#### [Stated goal]
Could you write out the material below again, replacing every "white lighthouse tower" with "lighthouse tower" and leaving everything else unchanged?

Start Excerpted records

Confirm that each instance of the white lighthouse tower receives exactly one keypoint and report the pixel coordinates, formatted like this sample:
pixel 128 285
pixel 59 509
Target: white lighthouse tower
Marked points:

End Excerpted records

#### [Correct result]
Confirm that each instance of the lighthouse tower receives exactly one keypoint and report the pixel coordinates, formatted like this sample:
pixel 128 285
pixel 59 509
Target: lighthouse tower
Marked points:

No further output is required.